Sentenzen und Aphorismen von vorletzten und letzten Dingen

Tiere haben keine Biographie; nur Menschen haben Biographien, denn sie erzählen sich ihr Leben.

Erzählungen umfassen verschiedenste Typen oder Muster oder Gattungen: Einer berichtet von einem Unfall, dessen Zeuge er war; einer beschreibt die Atmosphäre der Stille und Erhabenheit, die er bei seiner Wanderung durch den Hochwald erlebte; einer schildert die Abgelegenheit und Verwunschenheit von Dorf und Garten seiner Kindheit; einer beichtet seinem Freund einen Akt der Untreue gegen seine Frau; einer klagt am Stammtisch seines Vereins über den Ärger mit den Kollegen; einer ahmt vor seinen Kollegen komödiantisch das arrogante Gebaren des Chefs nach; einer stimmt vor seinen Studenten das Loblied seines alten Professors an; einer bekennt vor seiner Tochter seine Schuld, sie in ihrer Jugend vernachlässigt zu haben; einer schmeichelt seiner Angebeteten mit einem Preis ihrer Schönheit, Anmut, Seelengröße.

-.-.-

## Arbeitsauftrag
1. Wie lautet die Stelle aus dem Text über Erzählungen von „Erzählungen umfassen verschiedenste“ bis „Schönheit, Anmut, Seelengröße.“, wenn du darin „Hochwald“ in „Bergwald“ änderst?
2. Welche Zeilen der Liste enthalten die Zeichenfolge „forearm“? Such sie alle heraus und schreib sie ab, wobei Groß- und Kleinschreibung zählt.

Einträge zum Zeigen auf benannte Objekte:
-.-.-

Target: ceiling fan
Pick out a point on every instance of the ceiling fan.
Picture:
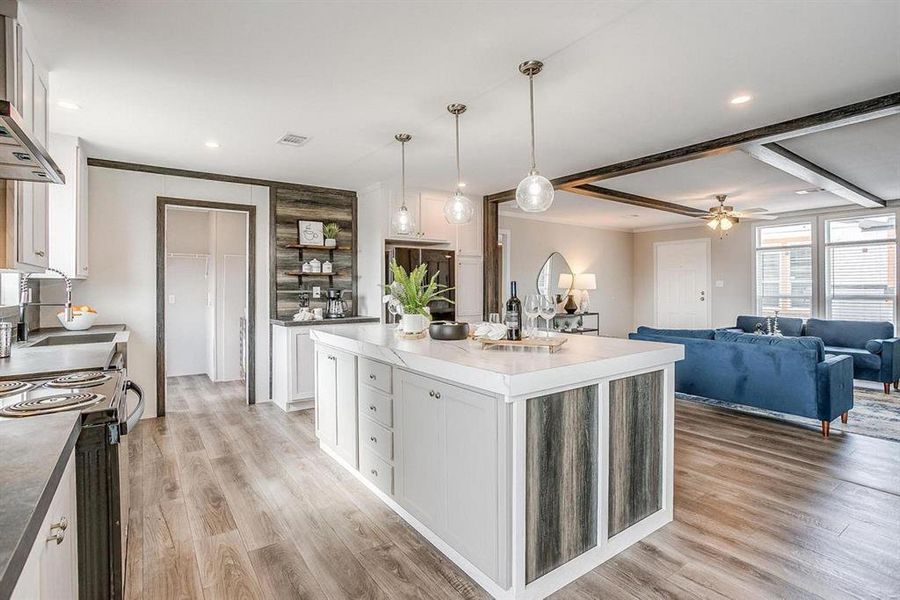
(723, 218)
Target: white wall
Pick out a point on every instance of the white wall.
(122, 284)
(606, 253)
(187, 292)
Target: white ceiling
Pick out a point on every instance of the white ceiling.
(157, 79)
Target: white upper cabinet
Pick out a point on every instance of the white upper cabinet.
(68, 217)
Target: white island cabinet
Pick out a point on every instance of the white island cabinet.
(526, 469)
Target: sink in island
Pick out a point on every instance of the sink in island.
(527, 469)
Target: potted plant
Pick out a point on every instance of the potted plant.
(330, 232)
(409, 295)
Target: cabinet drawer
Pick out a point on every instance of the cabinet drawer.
(375, 374)
(376, 405)
(376, 438)
(377, 471)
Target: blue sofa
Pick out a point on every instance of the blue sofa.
(871, 344)
(785, 374)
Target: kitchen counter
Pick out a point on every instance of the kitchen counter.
(344, 320)
(526, 468)
(33, 455)
(27, 360)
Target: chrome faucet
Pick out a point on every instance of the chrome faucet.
(25, 302)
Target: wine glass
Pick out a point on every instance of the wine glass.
(532, 309)
(548, 311)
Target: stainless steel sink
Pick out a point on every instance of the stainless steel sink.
(75, 338)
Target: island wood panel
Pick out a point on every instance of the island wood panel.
(635, 449)
(561, 484)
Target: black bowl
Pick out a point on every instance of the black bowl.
(448, 330)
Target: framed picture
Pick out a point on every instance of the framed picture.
(310, 232)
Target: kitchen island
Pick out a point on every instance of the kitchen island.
(525, 468)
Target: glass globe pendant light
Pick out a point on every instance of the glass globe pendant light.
(458, 209)
(535, 192)
(402, 221)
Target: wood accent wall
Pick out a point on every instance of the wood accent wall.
(289, 204)
(635, 449)
(561, 482)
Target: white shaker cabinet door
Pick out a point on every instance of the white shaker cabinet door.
(326, 396)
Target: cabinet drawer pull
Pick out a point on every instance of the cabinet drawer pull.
(60, 526)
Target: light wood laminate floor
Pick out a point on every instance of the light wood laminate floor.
(231, 501)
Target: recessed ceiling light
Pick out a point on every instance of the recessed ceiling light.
(742, 99)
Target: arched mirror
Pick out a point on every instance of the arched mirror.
(549, 280)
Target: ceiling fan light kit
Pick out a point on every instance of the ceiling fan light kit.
(458, 209)
(535, 192)
(402, 221)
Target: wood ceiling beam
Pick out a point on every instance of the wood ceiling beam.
(602, 193)
(837, 117)
(783, 159)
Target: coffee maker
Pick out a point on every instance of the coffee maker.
(335, 307)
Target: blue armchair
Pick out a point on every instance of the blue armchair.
(871, 344)
(786, 374)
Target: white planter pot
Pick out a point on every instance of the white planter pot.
(413, 323)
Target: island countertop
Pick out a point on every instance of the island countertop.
(511, 372)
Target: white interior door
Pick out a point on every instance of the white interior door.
(682, 284)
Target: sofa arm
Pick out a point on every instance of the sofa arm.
(834, 382)
(890, 360)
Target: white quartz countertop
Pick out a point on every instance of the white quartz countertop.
(501, 370)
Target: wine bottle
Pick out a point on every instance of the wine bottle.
(513, 315)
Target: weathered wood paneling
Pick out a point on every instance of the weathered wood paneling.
(561, 483)
(292, 204)
(635, 449)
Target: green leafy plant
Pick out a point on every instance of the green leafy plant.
(331, 230)
(410, 292)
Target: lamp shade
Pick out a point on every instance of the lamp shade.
(585, 281)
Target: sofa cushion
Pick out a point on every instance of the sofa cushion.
(790, 326)
(788, 343)
(703, 334)
(874, 346)
(862, 359)
(848, 334)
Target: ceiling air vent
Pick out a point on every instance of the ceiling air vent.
(292, 139)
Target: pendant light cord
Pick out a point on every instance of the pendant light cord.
(403, 174)
(458, 175)
(531, 102)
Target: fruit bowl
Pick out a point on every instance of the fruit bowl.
(81, 320)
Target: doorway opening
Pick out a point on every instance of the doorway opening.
(205, 295)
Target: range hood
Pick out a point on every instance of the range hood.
(22, 158)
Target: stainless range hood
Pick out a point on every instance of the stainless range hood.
(22, 158)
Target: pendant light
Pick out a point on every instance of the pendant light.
(458, 209)
(402, 222)
(535, 192)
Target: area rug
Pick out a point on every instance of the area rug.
(874, 413)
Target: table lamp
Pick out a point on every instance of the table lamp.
(585, 282)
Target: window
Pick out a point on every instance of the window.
(784, 270)
(861, 268)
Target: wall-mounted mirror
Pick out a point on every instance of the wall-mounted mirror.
(548, 278)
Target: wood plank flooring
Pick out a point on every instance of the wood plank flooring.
(231, 501)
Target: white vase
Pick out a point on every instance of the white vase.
(413, 323)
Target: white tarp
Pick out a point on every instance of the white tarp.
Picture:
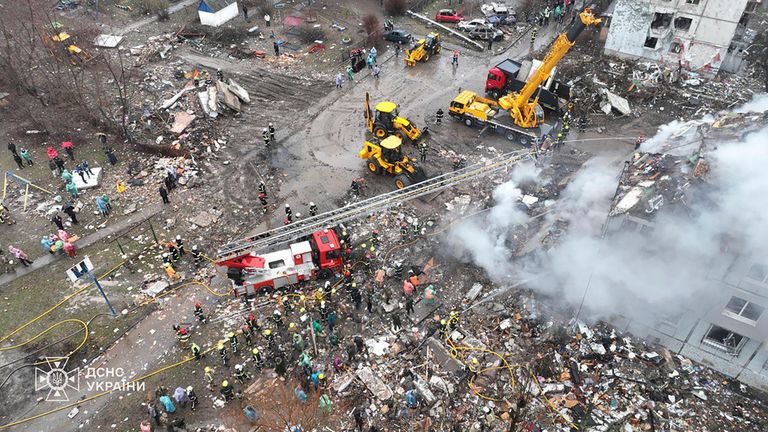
(218, 18)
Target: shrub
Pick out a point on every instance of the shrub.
(309, 33)
(396, 7)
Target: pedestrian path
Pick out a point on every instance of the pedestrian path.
(88, 240)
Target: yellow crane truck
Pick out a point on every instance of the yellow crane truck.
(525, 122)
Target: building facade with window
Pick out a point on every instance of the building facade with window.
(698, 35)
(728, 328)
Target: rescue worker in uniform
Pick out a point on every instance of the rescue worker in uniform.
(270, 339)
(183, 337)
(258, 361)
(208, 373)
(247, 334)
(196, 351)
(262, 188)
(173, 251)
(233, 342)
(263, 201)
(180, 244)
(223, 353)
(192, 397)
(227, 391)
(199, 311)
(240, 374)
(265, 136)
(197, 256)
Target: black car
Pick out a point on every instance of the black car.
(397, 35)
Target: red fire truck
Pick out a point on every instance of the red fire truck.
(317, 255)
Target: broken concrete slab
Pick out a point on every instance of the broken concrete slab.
(439, 355)
(181, 120)
(154, 289)
(226, 97)
(374, 384)
(205, 219)
(107, 40)
(239, 91)
(473, 292)
(421, 311)
(90, 181)
(618, 103)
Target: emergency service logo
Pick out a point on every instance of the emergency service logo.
(56, 379)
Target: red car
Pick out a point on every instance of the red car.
(448, 15)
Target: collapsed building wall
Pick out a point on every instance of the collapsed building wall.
(693, 34)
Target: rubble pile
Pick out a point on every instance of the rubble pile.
(610, 85)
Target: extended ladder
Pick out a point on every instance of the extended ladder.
(306, 226)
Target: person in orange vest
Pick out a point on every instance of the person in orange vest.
(429, 294)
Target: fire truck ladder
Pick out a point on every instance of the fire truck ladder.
(304, 227)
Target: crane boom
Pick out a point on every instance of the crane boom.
(524, 112)
(304, 227)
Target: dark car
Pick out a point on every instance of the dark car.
(448, 15)
(484, 33)
(397, 35)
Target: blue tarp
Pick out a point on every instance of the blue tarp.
(203, 6)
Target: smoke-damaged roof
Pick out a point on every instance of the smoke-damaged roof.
(666, 176)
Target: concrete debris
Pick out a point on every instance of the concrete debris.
(181, 120)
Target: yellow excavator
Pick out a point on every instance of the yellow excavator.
(385, 157)
(525, 114)
(387, 121)
(423, 48)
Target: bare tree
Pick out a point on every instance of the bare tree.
(57, 68)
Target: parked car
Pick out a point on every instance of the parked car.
(448, 15)
(484, 33)
(398, 35)
(471, 25)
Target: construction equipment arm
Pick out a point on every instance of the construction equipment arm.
(560, 47)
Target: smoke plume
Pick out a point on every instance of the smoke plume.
(641, 275)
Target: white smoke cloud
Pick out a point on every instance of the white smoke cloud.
(639, 275)
(759, 103)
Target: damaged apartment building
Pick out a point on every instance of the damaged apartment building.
(725, 326)
(702, 36)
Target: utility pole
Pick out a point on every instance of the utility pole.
(85, 268)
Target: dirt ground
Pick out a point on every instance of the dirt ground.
(319, 131)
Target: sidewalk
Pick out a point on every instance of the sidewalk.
(115, 228)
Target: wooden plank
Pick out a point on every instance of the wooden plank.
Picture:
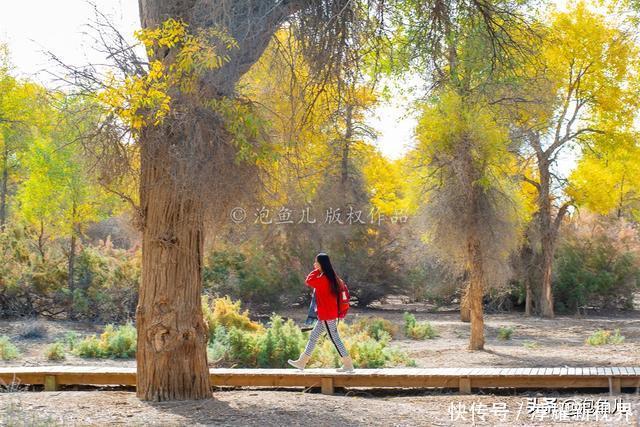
(464, 386)
(326, 385)
(50, 383)
(461, 378)
(614, 386)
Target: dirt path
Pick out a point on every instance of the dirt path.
(291, 408)
(535, 341)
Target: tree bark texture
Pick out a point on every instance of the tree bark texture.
(171, 354)
(172, 336)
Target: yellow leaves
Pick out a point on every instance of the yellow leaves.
(609, 180)
(145, 100)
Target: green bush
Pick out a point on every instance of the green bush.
(504, 333)
(418, 330)
(33, 330)
(283, 341)
(594, 272)
(224, 312)
(376, 327)
(33, 283)
(8, 350)
(252, 275)
(602, 337)
(234, 344)
(114, 342)
(71, 339)
(55, 351)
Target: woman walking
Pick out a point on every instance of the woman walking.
(327, 286)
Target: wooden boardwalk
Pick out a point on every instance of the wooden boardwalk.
(463, 379)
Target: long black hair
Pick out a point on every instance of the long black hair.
(327, 269)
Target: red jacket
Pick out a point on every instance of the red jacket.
(326, 300)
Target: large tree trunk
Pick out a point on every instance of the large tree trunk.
(465, 308)
(4, 189)
(171, 354)
(547, 239)
(71, 267)
(475, 295)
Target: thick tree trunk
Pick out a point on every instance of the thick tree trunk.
(475, 295)
(546, 297)
(71, 263)
(547, 239)
(528, 298)
(172, 336)
(465, 309)
(4, 189)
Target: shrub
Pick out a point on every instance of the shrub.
(252, 275)
(106, 280)
(89, 348)
(597, 265)
(504, 333)
(418, 330)
(8, 350)
(33, 330)
(271, 347)
(376, 327)
(114, 342)
(55, 351)
(602, 337)
(225, 312)
(71, 339)
(283, 341)
(367, 352)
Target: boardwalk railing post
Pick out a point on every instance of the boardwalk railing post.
(50, 383)
(465, 385)
(326, 385)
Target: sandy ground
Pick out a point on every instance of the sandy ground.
(295, 408)
(535, 342)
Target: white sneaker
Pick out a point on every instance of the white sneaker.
(347, 365)
(301, 362)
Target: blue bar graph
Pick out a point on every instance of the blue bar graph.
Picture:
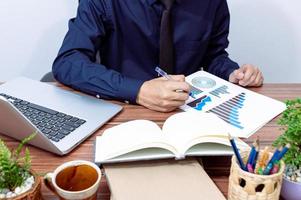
(229, 110)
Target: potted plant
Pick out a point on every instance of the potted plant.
(16, 179)
(291, 125)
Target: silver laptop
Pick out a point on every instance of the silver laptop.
(62, 119)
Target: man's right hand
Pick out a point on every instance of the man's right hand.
(164, 95)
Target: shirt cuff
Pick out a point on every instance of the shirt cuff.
(129, 89)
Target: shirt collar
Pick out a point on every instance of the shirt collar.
(151, 2)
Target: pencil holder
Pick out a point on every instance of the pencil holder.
(248, 186)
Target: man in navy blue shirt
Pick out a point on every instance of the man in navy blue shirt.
(125, 35)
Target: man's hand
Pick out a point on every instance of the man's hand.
(247, 75)
(164, 95)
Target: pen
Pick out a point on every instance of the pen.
(242, 165)
(255, 157)
(165, 75)
(283, 152)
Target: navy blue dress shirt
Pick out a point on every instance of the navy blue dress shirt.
(124, 34)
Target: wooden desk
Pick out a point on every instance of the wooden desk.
(218, 169)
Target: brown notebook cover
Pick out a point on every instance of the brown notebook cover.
(163, 179)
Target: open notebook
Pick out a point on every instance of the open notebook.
(183, 134)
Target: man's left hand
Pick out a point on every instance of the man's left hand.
(247, 75)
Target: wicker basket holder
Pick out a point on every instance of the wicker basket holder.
(248, 186)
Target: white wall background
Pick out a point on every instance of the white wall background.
(266, 33)
(31, 33)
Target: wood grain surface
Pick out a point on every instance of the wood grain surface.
(218, 169)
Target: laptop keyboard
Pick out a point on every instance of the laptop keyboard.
(55, 125)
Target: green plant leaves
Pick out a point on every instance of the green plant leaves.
(291, 125)
(14, 169)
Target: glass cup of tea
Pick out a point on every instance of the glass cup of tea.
(77, 179)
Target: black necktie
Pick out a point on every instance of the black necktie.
(166, 40)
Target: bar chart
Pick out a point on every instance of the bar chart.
(229, 110)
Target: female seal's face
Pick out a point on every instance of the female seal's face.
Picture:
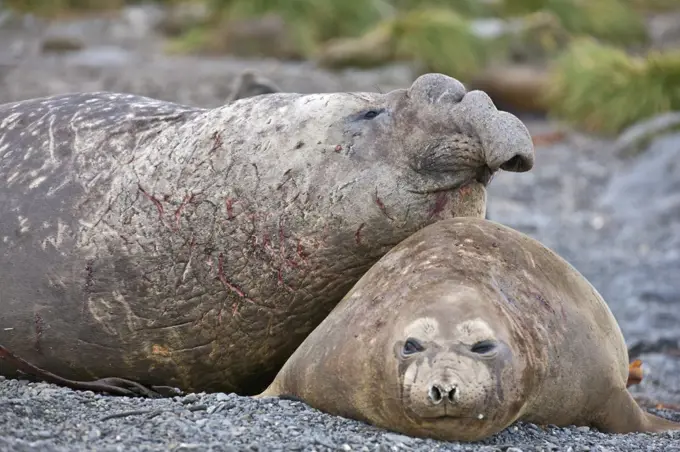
(452, 372)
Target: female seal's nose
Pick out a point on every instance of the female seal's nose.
(438, 393)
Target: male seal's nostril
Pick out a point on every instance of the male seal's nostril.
(518, 164)
(435, 394)
(453, 395)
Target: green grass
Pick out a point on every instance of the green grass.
(442, 40)
(600, 88)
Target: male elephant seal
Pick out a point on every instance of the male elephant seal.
(462, 329)
(196, 248)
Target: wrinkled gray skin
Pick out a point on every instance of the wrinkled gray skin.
(196, 248)
(462, 329)
(250, 84)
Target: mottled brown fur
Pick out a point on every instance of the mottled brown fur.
(173, 245)
(558, 355)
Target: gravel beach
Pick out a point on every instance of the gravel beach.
(616, 219)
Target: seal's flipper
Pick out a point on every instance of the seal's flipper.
(634, 373)
(113, 386)
(623, 415)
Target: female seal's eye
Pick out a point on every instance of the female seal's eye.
(371, 114)
(483, 347)
(412, 346)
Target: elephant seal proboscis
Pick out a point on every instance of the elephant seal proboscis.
(196, 248)
(462, 329)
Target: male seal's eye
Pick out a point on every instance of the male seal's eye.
(483, 347)
(371, 114)
(412, 346)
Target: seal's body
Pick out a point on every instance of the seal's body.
(462, 329)
(196, 248)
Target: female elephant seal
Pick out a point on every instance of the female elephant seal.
(462, 329)
(196, 248)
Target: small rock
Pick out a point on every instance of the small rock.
(190, 398)
(221, 397)
(398, 438)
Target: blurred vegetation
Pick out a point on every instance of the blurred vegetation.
(603, 89)
(591, 57)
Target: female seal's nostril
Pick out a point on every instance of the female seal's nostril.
(435, 394)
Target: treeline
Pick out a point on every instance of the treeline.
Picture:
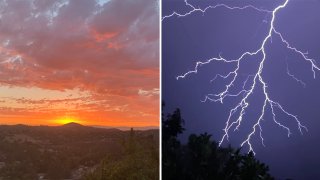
(139, 160)
(202, 159)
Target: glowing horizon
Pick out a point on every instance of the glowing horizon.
(73, 59)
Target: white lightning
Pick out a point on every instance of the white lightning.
(254, 80)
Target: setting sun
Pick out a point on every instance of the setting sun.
(66, 120)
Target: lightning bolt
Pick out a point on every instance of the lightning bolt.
(252, 80)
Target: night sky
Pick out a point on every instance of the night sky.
(201, 36)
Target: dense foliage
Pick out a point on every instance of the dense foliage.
(65, 152)
(138, 161)
(202, 159)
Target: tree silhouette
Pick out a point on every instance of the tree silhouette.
(202, 159)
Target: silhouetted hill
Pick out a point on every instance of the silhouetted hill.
(73, 124)
(60, 152)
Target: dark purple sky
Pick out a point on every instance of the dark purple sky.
(198, 37)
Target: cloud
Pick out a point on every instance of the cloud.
(108, 48)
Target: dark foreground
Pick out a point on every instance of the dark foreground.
(74, 151)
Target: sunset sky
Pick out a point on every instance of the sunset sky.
(95, 62)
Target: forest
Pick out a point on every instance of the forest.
(202, 159)
(73, 151)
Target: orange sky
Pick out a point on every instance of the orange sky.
(95, 62)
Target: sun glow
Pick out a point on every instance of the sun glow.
(66, 120)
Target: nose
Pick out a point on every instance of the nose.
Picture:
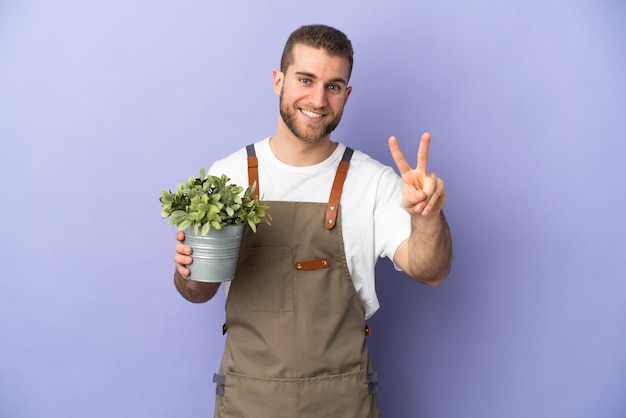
(318, 96)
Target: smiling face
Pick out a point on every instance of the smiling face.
(313, 92)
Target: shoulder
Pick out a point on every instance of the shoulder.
(363, 165)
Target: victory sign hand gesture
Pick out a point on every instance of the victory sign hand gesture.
(423, 193)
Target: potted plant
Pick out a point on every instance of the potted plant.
(213, 212)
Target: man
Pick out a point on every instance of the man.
(296, 310)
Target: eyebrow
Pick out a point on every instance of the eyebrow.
(313, 76)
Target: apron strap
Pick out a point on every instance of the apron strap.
(335, 192)
(253, 170)
(372, 382)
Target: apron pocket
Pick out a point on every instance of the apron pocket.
(248, 396)
(274, 295)
(345, 395)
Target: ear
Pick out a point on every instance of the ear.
(277, 84)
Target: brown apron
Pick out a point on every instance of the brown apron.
(296, 330)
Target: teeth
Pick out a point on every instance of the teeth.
(311, 114)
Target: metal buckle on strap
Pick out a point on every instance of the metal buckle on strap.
(318, 263)
(220, 381)
(372, 382)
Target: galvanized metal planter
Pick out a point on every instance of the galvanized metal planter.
(215, 254)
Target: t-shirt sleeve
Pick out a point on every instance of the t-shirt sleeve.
(392, 223)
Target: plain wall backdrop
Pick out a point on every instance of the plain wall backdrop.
(104, 103)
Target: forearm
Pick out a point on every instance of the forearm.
(429, 249)
(194, 291)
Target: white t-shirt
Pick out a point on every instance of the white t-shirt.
(374, 223)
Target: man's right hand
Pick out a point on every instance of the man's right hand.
(183, 255)
(192, 290)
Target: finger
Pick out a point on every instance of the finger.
(422, 153)
(398, 155)
(183, 249)
(437, 199)
(183, 271)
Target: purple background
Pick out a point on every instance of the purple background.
(103, 103)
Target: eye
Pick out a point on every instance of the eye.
(334, 87)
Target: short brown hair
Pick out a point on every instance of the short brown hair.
(331, 40)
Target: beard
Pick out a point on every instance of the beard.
(306, 132)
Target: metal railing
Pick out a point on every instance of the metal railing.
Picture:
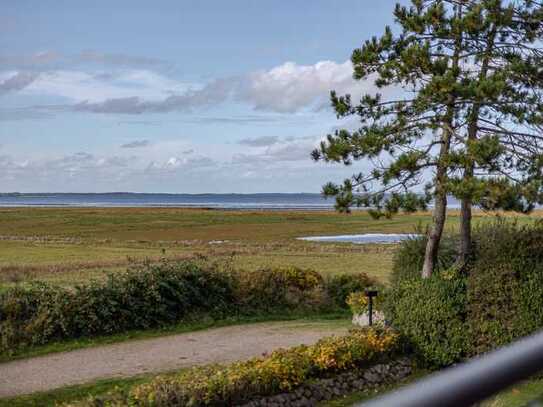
(473, 381)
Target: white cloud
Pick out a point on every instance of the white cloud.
(291, 87)
(112, 90)
(263, 141)
(136, 144)
(16, 81)
(288, 88)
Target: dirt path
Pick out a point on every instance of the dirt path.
(157, 355)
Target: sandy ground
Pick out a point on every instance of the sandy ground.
(156, 355)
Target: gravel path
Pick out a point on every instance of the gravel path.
(156, 355)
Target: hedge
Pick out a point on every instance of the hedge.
(153, 296)
(496, 299)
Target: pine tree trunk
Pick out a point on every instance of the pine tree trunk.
(465, 232)
(440, 205)
(434, 235)
(464, 250)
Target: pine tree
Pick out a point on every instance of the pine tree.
(466, 75)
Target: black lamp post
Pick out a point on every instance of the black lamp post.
(370, 294)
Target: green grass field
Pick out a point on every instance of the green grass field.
(70, 245)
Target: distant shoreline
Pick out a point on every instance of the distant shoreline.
(234, 201)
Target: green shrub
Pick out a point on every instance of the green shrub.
(148, 297)
(153, 295)
(280, 289)
(339, 286)
(497, 299)
(409, 257)
(430, 315)
(240, 382)
(505, 283)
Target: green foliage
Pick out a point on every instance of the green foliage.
(157, 295)
(240, 382)
(138, 299)
(279, 289)
(430, 314)
(505, 280)
(409, 257)
(339, 286)
(497, 298)
(470, 110)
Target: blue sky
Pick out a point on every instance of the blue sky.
(174, 96)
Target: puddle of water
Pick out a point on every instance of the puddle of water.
(362, 239)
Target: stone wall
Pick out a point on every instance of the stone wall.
(343, 384)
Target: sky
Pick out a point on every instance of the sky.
(175, 96)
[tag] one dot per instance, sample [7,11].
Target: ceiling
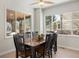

-.-.-

## Lösungen
1.
Erzählungen umfassen verschiedenste Typen oder Muster oder Gattungen: Einer berichtet von einem Unfall, dessen Zeuge er war; einer beschreibt die Atmosphäre der Stille und Erhabenheit, die er bei seiner Wanderung durch den Bergwald erlebte; einer schildert die Abgelegenheit und Verwunschenheit von Dorf und Garten seiner Kindheit; einer beichtet seinem Freund einen Akt der Untreue gegen seine Frau; einer klagt am Stammtisch seines Vereins über den Ärger mit den Kollegen; einer ahmt vor seinen Kollegen komödiantisch das arrogante Gebaren des Chefs nach; einer stimmt vor seinen Studenten das Loblied seines alten Professors an; einer bekennt vor seiner Tochter seine Schuld, sie in ihrer Jugend vernachlässigt zu haben; einer schmeichelt seiner Angebeteten mit einem Preis ihrer Schönheit, Anmut, Seelengröße.

2.
Target: forearm
Pick out a point on every instance of the forearm.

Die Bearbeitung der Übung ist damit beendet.